## DOCUMENT SECTION:

- Opening Delimiter -

With the parameter configuration below, seqdataloader splits the genome into 1kb regions, with a stride of 50. Each 1kb region is centered at a 200 bp bin, with a left flank of 400 bases and a right flank of 400 bases. 

* Each 200 bp bin is labeled as positive if a narrowPeak summit overlaps with it. 

* The bin is labeled ambiguous (label = -1) and excluded from training if there is some overlap with the narrowPeak, but the peak summit does not lie in that overlap. 

* The bin is labeled negative if there is no overlap with the narrowPeak. 

In [None]:

positives_train_set_params={
    'store_positives_only':True,
    'task_list':"tasks.tsv",
    'outf':"positives.TF.train.hdf5",
    'output_type':'hdf5',
    'chrom_sizes':'hg19.chrom.sizes',
    'chroms_to_exclude':['chr1','chr2','chr19'],
    'bin_stride':50,
    'left_flank':400,
    'right_flank':400,
    'bin_size':200,
    'threads':20,
    'subthreads':2,
    'allow_ambiguous':True,
    'output_hdf5_low_mem':True,
    'labeling_approach':'peak_summit_in_bin_classification'
    }
genomewide_labels(positives_train_set_params)

In [None]:
positives_valid_set_params={
    'store_positives_only':True,
    'task_list':"tasks.tsv",
    'outf':"positives.TF.valid.hdf5",
    'output_type':'hdf5',
    'chrom_sizes':'hg19.chrom.sizes',
    'chroms_to_keep':'chr1',
    'bin_stride':50,
    'left_flank':400,
    'right_flank':400,
    'bin_size':200,
    'threads':20,
    'subthreads':2,
    'allow_ambiguous':True,
    'output_hdf5_low_mem':True,
    'labeling_approach':'peak_summit_in_bin_classification'
    }
genomewide_labels(positives_valid_set_params)

- Closing Delimiter -

## EXERCISE TASKS:
• A. In the seqdataloader excerpt, copy out the text between "With the parameter" and "with the narrowPeak.", inclusive.
• B. Rewrite the paragraph of the seqdataloader excerpt that begins "With the parameter configuration below" as a short bulleted list that keeps its main facts.

## SOURCE INFORMATION:
- Opening Delimiter -

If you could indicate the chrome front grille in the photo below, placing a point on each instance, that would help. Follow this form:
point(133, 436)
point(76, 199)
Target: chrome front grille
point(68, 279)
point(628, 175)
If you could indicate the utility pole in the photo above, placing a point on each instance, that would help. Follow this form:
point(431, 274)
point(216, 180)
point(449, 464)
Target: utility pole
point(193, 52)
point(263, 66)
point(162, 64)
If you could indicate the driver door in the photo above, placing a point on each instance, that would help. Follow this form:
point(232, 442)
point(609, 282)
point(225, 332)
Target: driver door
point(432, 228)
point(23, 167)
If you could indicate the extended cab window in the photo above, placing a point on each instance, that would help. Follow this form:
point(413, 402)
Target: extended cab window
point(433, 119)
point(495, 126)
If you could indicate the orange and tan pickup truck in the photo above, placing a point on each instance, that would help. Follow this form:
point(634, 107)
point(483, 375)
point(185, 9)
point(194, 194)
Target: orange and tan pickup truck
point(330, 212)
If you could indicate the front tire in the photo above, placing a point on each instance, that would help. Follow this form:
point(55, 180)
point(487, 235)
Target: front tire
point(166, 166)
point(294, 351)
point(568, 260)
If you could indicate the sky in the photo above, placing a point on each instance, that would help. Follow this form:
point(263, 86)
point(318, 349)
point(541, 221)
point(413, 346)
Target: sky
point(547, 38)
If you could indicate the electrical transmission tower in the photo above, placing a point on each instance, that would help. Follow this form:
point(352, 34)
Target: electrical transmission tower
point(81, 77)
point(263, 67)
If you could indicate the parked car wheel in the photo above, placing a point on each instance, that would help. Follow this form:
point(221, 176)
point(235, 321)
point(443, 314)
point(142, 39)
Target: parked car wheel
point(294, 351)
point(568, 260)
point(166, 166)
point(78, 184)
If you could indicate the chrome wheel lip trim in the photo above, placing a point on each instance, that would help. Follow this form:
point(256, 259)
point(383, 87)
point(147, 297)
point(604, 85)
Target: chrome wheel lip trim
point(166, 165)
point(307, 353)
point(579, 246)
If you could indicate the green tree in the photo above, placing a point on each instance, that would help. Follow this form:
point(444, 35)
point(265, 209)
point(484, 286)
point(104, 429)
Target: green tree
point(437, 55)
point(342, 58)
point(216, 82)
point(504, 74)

- Closing Delimiter -

## EXPECTED RESULTS:
• A.
With the parameter configuration below, seqdataloader splits the genome into 1kb regions, with a stride of 50. Each 1kb region is centered at a 200 bp bin, with a left flank of 400 bases and a right flank of 400 bases. 

* Each 200 bp bin is labeled as positive if a narrowPeak summit overlaps with it. 

* The bin is labeled ambiguous (label = -1) and excluded from training if there is some overlap with the narrowPeak, but the peak summit does not lie in that overlap. 

* The bin is labeled negative if there is no overlap with the narrowPeak.

• B.
- With the given parameter configuration, seqdataloader splits the genome into 1 kb regions using a stride of 50.
- Each 1 kb region is centered at a 200 bp bin.
- Each region has a 400-base left flank and a 400-base right flank.